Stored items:
+ + + +

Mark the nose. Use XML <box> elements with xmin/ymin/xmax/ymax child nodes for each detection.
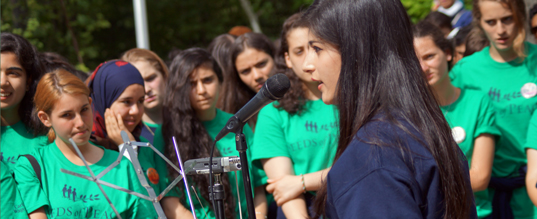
<box><xmin>129</xmin><ymin>102</ymin><xmax>141</xmax><ymax>116</ymax></box>
<box><xmin>252</xmin><ymin>68</ymin><xmax>264</xmax><ymax>82</ymax></box>
<box><xmin>0</xmin><ymin>71</ymin><xmax>7</xmax><ymax>87</ymax></box>
<box><xmin>419</xmin><ymin>59</ymin><xmax>429</xmax><ymax>73</ymax></box>
<box><xmin>74</xmin><ymin>113</ymin><xmax>85</xmax><ymax>129</ymax></box>
<box><xmin>144</xmin><ymin>82</ymin><xmax>151</xmax><ymax>94</ymax></box>
<box><xmin>498</xmin><ymin>22</ymin><xmax>507</xmax><ymax>35</ymax></box>
<box><xmin>302</xmin><ymin>50</ymin><xmax>316</xmax><ymax>74</ymax></box>
<box><xmin>196</xmin><ymin>81</ymin><xmax>206</xmax><ymax>95</ymax></box>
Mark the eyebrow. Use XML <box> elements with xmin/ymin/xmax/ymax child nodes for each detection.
<box><xmin>484</xmin><ymin>15</ymin><xmax>512</xmax><ymax>21</ymax></box>
<box><xmin>7</xmin><ymin>67</ymin><xmax>24</xmax><ymax>71</ymax></box>
<box><xmin>144</xmin><ymin>73</ymin><xmax>157</xmax><ymax>79</ymax></box>
<box><xmin>256</xmin><ymin>59</ymin><xmax>268</xmax><ymax>64</ymax></box>
<box><xmin>58</xmin><ymin>104</ymin><xmax>89</xmax><ymax>114</ymax></box>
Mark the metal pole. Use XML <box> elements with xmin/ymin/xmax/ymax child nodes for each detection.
<box><xmin>133</xmin><ymin>0</ymin><xmax>150</xmax><ymax>49</ymax></box>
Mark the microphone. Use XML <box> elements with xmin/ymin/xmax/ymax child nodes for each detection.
<box><xmin>184</xmin><ymin>156</ymin><xmax>241</xmax><ymax>175</ymax></box>
<box><xmin>215</xmin><ymin>73</ymin><xmax>290</xmax><ymax>141</ymax></box>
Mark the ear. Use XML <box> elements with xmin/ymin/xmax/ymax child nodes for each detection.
<box><xmin>88</xmin><ymin>97</ymin><xmax>93</xmax><ymax>105</ymax></box>
<box><xmin>37</xmin><ymin>111</ymin><xmax>52</xmax><ymax>128</ymax></box>
<box><xmin>284</xmin><ymin>52</ymin><xmax>293</xmax><ymax>69</ymax></box>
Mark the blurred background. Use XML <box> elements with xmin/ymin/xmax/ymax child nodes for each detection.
<box><xmin>0</xmin><ymin>0</ymin><xmax>534</xmax><ymax>72</ymax></box>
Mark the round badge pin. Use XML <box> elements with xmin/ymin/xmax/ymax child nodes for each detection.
<box><xmin>147</xmin><ymin>168</ymin><xmax>160</xmax><ymax>185</ymax></box>
<box><xmin>521</xmin><ymin>82</ymin><xmax>537</xmax><ymax>99</ymax></box>
<box><xmin>451</xmin><ymin>126</ymin><xmax>466</xmax><ymax>144</ymax></box>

+ + + +

ASSIGNMENT: Because only the text is wanted, repeat all the entries exactly and leave out the pictures.

WRITTEN RESPONSE:
Mark the nose. Use XML <box> elements with xmin/ymin/xmax/ymax child nodes for each detection.
<box><xmin>129</xmin><ymin>102</ymin><xmax>141</xmax><ymax>116</ymax></box>
<box><xmin>252</xmin><ymin>68</ymin><xmax>264</xmax><ymax>82</ymax></box>
<box><xmin>0</xmin><ymin>71</ymin><xmax>7</xmax><ymax>87</ymax></box>
<box><xmin>419</xmin><ymin>59</ymin><xmax>429</xmax><ymax>73</ymax></box>
<box><xmin>74</xmin><ymin>113</ymin><xmax>85</xmax><ymax>129</ymax></box>
<box><xmin>144</xmin><ymin>82</ymin><xmax>151</xmax><ymax>94</ymax></box>
<box><xmin>498</xmin><ymin>22</ymin><xmax>507</xmax><ymax>35</ymax></box>
<box><xmin>302</xmin><ymin>50</ymin><xmax>316</xmax><ymax>74</ymax></box>
<box><xmin>196</xmin><ymin>81</ymin><xmax>206</xmax><ymax>95</ymax></box>
Mark the eyebrow. Use XML <box> elements with xmin/ymin/xmax/ymax child nodes for each detection.
<box><xmin>484</xmin><ymin>15</ymin><xmax>512</xmax><ymax>21</ymax></box>
<box><xmin>7</xmin><ymin>67</ymin><xmax>24</xmax><ymax>71</ymax></box>
<box><xmin>144</xmin><ymin>73</ymin><xmax>157</xmax><ymax>79</ymax></box>
<box><xmin>256</xmin><ymin>59</ymin><xmax>268</xmax><ymax>64</ymax></box>
<box><xmin>58</xmin><ymin>104</ymin><xmax>89</xmax><ymax>114</ymax></box>
Mark the metal pole. Use XML <box> elements with xmin/ymin/xmax/ymax child nodes for each detection.
<box><xmin>133</xmin><ymin>0</ymin><xmax>150</xmax><ymax>49</ymax></box>
Mark the microphone. Use XML <box> elements with xmin/ymin/xmax/ymax child nodes for each detection.
<box><xmin>184</xmin><ymin>156</ymin><xmax>241</xmax><ymax>175</ymax></box>
<box><xmin>215</xmin><ymin>73</ymin><xmax>290</xmax><ymax>141</ymax></box>
Mark the ear. Use XML <box> elements with xmin/ymin/xmax/ymax child nodes for each detection.
<box><xmin>88</xmin><ymin>97</ymin><xmax>93</xmax><ymax>105</ymax></box>
<box><xmin>37</xmin><ymin>111</ymin><xmax>52</xmax><ymax>128</ymax></box>
<box><xmin>284</xmin><ymin>52</ymin><xmax>293</xmax><ymax>69</ymax></box>
Mark the blurred background. Use XML <box> elements with xmin/ymin/xmax/ymax child nodes for each detection.
<box><xmin>0</xmin><ymin>0</ymin><xmax>534</xmax><ymax>72</ymax></box>
Mark the round badge pin. Use XML <box> elements with xmin/ymin/xmax/ymax child nodes for each detection.
<box><xmin>147</xmin><ymin>168</ymin><xmax>160</xmax><ymax>185</ymax></box>
<box><xmin>521</xmin><ymin>82</ymin><xmax>537</xmax><ymax>99</ymax></box>
<box><xmin>451</xmin><ymin>126</ymin><xmax>466</xmax><ymax>144</ymax></box>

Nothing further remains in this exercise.